## STATED TASK A
Gather every line of the records that contains the string "background", treating uppercase and lowercase as different.

## PROVIDED PASSAGE
The next eshine telescope

The pointing of the telescope was not perfect. We set the pointing by calibrating the mount on a target field of stars the position of which we found using image-analysis software (see astrometry.net). The centre of field was then added, by hand, to a setup menu, and the telescope would centre well for a while. After a meridian flip, or after a few days, the centring was not so good any more.

We tested polar alignment by the drift method, but results were not clear. We are thus unsure why the pointing of the mount would deteriorate.

GOTO telescopes have calibration modes where a sequence of observations at different parts of the sky are made so that a pointing model can be calculated and used. We could not do this – we did one pointing and updated the model based on that – we needed a way to access the ‘build a pointing model’ system by software. Even to do this automatically.

We had the basic ingredients of a system to take pictures of the Moon and centre accordingly, but it was not functioning robustly.

The dream solution would be something like this: the system is lost and does not know where it points – so it takes a picture of the sky and gets an astrometric solution – then it gets more – if one solution does not work it gets more pictures, at random
above-horizon, places – and keeps going until a solution is found. Then it goes about its work. Sigh.

We needed to focus the system now and then – but it turned out that this was when the wrong filter had been selected. In view of this, there may never have been a focus problem – as long as the filter was correctly selected the system would proceed to set focus to that filter.

There was never an automatic ‘set the focus’ operation, but perhaps this was not needed? It would have been required if we had gotten the NDs up and running as a known laboratory-tested focus point for these may not have been at hand, and then it would have been necessary to find it by hand and setting a fixed value.

We were housed in a fine house at MLO, using the Groundwinds old dome.

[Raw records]
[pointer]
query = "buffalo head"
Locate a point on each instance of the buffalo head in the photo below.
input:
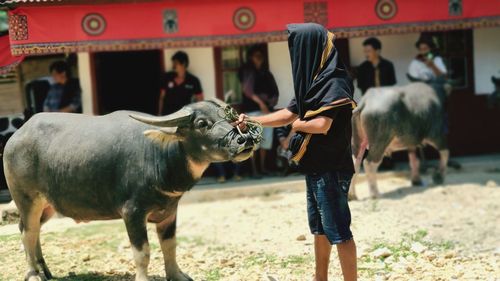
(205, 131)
* * *
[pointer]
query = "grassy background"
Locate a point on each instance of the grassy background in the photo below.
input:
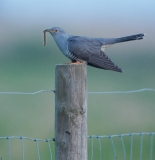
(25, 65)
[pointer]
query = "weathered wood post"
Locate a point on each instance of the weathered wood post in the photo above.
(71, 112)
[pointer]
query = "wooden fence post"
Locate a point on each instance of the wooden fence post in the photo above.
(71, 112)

## STATED TASK B
In the telescope text, what steps does the lost system take in the "dream solution"? List them in order.

## WRITTEN ANSWER A
query = "grassy background"
Locate a point on each instance of the grassy background in the photo below.

## WRITTEN ANSWER B
1. It takes a picture of the sky and gets an astrometric solution.
2. It then gets more.
3. If one solution does not work, it takes more pictures at random places above the horizon.
4. It keeps going until a solution is found.
5. It then goes about its work.